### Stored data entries
═══
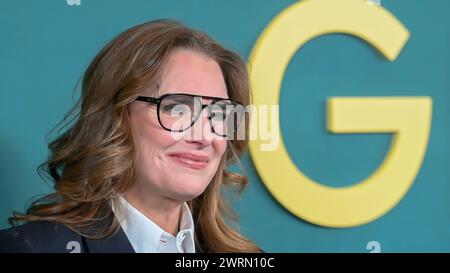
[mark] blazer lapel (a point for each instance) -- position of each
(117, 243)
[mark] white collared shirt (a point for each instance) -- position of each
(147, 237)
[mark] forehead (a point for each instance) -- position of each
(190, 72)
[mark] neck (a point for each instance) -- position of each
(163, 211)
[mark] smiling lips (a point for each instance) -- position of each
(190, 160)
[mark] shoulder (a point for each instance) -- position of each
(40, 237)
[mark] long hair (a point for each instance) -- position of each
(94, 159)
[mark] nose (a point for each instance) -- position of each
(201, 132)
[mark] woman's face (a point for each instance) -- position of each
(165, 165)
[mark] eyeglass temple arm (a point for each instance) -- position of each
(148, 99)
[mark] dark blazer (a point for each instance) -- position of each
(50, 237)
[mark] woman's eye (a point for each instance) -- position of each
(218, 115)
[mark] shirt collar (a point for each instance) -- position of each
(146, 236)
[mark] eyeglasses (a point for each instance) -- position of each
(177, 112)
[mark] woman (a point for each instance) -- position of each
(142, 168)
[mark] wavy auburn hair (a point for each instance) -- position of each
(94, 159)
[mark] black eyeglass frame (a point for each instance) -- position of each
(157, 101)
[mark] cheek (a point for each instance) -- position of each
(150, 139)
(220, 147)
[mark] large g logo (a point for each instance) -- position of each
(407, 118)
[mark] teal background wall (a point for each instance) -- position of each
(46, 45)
═══
Images are to be excluded, and each record above written out word for word.

[mark] blazer lapel (a point for each instance) -- position of each
(117, 243)
[mark] white collared shirt (a point for each instance) -- position of each
(147, 237)
[mark] forehead (a point for each instance) -- position of each
(190, 72)
[mark] neck (a point for each instance) -- position of each
(163, 211)
[mark] smiling lips (a point for each instance) -- position of each
(190, 160)
[mark] shoulder (a point for each instance) -- position of each
(40, 237)
[mark] long hair (a point for each instance) -- position of each
(94, 159)
[mark] nose (a point for each instance) -- position of each
(201, 132)
[mark] woman's face (a point for each instance) -- position of each
(165, 165)
[mark] eyeglass temple arm (a point for each instance) -- position of each
(148, 99)
[mark] dark blazer (a point for each instance) -- position of each
(50, 237)
[mark] woman's eye (a point for each instance) -- position of each
(218, 115)
[mark] shirt collar (a point for each instance) -- position of each
(146, 236)
[mark] eyeglasses (a point for each instance) -- position of each
(177, 112)
[mark] woman (a point for each instance) -- position of each
(142, 168)
[mark] wavy auburn hair (a point for each instance) -- position of each
(94, 159)
[mark] black eyeglass frame (a point for each instance) -- position of each
(157, 101)
[mark] cheek (a point for each instance) -- position of each
(150, 139)
(220, 147)
[mark] large g logo (a point for each instance) -- position of each
(407, 118)
[mark] teal background wall (a point for each instance) -- position of each
(46, 45)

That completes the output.